───── Exercise materials ─────
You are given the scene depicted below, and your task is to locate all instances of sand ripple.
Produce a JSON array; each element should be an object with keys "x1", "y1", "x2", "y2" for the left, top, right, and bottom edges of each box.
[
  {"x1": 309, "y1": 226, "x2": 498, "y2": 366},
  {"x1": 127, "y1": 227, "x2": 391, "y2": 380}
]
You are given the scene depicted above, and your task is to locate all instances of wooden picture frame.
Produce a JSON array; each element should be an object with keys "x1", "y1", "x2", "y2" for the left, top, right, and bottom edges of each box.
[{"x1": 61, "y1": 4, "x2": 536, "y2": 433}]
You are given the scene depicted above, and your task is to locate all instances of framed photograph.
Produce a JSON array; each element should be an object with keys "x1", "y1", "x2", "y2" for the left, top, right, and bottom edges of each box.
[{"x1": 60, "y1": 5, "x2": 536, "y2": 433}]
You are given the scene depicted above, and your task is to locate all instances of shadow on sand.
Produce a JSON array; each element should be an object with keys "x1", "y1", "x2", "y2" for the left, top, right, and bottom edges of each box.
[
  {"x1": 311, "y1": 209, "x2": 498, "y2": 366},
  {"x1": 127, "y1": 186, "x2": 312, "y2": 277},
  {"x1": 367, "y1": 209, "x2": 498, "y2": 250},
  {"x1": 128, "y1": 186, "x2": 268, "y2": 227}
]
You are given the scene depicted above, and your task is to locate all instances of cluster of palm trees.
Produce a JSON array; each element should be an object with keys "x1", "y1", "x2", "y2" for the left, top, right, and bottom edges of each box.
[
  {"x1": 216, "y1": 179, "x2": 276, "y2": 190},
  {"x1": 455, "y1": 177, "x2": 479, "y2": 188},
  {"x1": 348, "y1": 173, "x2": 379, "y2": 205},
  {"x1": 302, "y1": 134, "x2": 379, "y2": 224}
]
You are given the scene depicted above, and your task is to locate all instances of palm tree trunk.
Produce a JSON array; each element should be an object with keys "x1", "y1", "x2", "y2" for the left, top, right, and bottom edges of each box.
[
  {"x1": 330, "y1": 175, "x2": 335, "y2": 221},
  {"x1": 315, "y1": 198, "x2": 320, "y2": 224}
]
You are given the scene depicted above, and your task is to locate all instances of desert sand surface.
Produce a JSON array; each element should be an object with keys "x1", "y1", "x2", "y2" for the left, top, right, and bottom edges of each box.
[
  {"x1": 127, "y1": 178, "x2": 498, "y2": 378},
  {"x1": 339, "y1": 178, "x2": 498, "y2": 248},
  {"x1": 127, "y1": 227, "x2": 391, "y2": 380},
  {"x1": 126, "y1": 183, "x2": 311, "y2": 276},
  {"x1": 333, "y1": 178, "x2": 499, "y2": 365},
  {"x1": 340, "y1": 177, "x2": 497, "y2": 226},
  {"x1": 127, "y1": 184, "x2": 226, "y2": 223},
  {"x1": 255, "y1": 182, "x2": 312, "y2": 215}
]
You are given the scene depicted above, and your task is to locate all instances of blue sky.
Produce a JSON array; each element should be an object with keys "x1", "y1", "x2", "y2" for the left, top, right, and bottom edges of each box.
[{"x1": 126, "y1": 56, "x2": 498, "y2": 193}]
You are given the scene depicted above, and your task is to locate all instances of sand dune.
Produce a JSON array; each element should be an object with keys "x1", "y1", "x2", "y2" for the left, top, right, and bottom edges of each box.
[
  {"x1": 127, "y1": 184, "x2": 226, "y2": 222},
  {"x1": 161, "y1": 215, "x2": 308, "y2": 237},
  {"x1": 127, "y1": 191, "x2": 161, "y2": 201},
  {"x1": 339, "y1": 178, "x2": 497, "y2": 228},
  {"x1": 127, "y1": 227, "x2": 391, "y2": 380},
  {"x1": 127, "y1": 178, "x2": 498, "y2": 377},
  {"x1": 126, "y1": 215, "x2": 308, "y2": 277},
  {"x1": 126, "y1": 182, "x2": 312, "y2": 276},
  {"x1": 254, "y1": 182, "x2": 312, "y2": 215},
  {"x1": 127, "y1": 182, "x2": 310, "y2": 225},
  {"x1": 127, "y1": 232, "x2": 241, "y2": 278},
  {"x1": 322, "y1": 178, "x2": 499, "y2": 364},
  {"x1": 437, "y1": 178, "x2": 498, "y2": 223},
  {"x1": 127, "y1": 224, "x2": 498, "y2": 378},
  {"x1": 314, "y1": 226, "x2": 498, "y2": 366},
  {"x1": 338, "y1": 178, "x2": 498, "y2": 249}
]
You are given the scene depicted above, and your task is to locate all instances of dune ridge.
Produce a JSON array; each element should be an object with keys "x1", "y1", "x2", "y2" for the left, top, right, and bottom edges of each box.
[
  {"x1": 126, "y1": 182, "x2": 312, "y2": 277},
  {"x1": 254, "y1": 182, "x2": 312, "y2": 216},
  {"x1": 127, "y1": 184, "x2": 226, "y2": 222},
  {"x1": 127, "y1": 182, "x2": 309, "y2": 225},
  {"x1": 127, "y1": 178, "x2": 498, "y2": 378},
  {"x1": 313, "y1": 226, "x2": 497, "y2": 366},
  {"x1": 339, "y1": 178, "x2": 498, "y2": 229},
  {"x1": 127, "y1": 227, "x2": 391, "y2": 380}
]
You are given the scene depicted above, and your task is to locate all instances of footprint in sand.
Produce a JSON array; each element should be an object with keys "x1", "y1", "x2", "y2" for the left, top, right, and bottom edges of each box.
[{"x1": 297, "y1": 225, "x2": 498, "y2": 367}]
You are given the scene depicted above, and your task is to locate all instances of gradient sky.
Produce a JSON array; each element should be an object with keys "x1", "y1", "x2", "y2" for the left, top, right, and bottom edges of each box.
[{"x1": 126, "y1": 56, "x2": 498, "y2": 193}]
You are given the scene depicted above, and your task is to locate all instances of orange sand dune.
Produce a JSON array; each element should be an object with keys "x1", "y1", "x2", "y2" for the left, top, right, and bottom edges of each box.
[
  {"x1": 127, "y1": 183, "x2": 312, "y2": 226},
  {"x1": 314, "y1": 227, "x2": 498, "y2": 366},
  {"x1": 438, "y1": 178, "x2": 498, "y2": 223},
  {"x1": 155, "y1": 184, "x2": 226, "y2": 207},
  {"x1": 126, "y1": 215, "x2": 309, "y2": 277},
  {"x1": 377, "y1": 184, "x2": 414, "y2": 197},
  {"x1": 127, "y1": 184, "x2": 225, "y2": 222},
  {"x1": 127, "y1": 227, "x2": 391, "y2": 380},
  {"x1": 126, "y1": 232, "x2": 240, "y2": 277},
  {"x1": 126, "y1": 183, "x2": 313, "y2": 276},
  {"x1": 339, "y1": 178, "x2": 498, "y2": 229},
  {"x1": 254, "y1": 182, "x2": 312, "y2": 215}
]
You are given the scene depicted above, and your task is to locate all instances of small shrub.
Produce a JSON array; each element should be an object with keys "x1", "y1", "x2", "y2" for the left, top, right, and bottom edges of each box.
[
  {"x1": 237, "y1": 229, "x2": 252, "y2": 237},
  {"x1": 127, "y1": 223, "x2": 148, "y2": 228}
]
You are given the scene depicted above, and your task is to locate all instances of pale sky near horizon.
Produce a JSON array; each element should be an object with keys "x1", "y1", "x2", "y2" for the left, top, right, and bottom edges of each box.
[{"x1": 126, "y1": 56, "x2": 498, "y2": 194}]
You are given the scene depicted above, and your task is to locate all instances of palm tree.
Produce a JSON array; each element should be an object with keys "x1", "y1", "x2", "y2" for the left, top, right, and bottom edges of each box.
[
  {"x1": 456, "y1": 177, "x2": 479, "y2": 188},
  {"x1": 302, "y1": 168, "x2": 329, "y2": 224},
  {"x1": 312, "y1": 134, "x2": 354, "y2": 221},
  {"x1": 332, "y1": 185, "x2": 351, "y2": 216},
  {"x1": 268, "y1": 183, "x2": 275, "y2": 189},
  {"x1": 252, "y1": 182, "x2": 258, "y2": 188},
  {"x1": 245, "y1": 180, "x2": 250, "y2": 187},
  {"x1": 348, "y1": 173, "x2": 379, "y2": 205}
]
─────
───── Exercise materials ─────
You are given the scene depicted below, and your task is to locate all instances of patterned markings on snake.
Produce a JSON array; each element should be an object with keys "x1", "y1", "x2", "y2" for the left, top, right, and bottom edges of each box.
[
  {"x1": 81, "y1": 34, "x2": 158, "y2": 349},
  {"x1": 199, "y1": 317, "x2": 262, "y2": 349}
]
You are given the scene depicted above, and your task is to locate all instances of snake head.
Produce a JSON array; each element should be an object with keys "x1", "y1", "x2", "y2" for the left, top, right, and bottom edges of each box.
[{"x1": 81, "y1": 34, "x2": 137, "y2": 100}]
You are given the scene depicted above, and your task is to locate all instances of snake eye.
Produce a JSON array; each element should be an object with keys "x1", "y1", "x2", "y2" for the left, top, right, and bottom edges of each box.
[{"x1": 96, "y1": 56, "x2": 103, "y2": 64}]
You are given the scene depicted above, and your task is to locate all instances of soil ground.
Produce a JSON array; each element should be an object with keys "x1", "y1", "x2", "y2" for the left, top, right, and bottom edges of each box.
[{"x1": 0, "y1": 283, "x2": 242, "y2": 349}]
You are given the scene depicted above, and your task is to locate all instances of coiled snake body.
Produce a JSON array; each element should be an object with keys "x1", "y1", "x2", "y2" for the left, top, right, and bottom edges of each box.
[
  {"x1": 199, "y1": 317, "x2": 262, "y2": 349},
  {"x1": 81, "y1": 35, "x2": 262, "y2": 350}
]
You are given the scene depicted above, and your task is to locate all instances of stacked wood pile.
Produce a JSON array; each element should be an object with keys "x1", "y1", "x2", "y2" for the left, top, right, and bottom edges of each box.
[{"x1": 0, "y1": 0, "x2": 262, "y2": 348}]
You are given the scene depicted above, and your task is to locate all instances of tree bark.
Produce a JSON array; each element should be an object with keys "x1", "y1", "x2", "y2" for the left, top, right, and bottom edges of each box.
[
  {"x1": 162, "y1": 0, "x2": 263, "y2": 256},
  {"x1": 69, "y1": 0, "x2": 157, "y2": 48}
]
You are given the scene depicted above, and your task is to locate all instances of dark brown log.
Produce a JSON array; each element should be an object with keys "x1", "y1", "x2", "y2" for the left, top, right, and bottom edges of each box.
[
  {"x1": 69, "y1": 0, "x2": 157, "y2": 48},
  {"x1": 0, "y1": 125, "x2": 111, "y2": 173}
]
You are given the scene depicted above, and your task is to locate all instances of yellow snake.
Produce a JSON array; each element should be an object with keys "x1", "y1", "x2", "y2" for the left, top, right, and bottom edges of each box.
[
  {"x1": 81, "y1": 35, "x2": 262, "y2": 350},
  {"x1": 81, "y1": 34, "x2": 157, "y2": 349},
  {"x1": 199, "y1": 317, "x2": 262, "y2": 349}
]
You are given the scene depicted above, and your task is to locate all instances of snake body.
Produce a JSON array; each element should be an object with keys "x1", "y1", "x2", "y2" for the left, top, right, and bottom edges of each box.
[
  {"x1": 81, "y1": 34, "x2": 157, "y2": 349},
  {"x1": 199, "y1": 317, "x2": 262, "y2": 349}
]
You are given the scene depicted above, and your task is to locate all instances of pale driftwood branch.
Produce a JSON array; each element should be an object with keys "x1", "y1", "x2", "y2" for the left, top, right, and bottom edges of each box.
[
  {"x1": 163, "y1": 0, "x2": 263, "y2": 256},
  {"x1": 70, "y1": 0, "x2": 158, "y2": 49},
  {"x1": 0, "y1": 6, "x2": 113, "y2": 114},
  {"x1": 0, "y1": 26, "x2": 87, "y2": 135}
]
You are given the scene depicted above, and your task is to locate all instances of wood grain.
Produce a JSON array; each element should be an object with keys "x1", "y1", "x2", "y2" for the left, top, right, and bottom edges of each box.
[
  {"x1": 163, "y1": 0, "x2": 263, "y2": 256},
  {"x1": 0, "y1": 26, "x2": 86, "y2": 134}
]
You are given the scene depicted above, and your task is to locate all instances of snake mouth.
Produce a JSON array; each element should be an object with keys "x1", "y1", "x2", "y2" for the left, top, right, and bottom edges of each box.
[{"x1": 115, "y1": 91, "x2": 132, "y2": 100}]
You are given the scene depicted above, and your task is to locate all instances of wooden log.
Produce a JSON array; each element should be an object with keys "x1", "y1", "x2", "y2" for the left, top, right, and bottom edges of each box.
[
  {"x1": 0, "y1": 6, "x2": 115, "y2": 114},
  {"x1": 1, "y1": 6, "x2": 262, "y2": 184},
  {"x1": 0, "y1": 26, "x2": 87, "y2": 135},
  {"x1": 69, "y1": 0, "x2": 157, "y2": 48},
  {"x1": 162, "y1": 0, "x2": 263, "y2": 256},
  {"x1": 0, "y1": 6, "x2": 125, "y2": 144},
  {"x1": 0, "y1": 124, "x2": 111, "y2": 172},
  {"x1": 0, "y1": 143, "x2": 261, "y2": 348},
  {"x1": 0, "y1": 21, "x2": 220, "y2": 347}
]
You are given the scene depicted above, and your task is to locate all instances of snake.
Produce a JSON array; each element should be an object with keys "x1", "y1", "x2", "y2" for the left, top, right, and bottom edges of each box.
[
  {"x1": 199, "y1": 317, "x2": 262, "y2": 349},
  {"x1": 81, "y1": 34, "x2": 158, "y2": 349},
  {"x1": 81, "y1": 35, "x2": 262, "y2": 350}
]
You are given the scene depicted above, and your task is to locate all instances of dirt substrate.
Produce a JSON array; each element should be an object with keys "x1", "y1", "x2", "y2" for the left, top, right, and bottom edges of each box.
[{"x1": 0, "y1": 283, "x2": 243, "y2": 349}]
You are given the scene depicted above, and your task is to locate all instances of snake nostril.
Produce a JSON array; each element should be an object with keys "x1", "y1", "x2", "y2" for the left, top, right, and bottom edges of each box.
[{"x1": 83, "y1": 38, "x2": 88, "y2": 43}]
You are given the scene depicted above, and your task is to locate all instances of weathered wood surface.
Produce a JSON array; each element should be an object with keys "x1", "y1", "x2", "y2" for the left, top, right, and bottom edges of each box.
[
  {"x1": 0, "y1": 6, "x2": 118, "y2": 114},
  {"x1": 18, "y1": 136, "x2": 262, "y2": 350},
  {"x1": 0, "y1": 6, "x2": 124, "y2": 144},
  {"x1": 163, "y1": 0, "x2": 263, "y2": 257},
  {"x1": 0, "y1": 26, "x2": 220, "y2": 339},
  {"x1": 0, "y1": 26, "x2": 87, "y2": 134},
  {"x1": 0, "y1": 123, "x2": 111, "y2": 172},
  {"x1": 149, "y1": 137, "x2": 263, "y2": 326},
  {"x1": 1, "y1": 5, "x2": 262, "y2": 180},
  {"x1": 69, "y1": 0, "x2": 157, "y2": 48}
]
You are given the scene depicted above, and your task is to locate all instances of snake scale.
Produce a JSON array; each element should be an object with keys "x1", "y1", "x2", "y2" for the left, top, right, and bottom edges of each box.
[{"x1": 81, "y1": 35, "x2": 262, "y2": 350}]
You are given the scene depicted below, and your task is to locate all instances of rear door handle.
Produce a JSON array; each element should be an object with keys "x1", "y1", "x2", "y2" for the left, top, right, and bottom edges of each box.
─────
**Your instructions:**
Within the records above, determine how many lines contain the word "below". Respond with that number and no other text.

**Solution to the exercise:**
3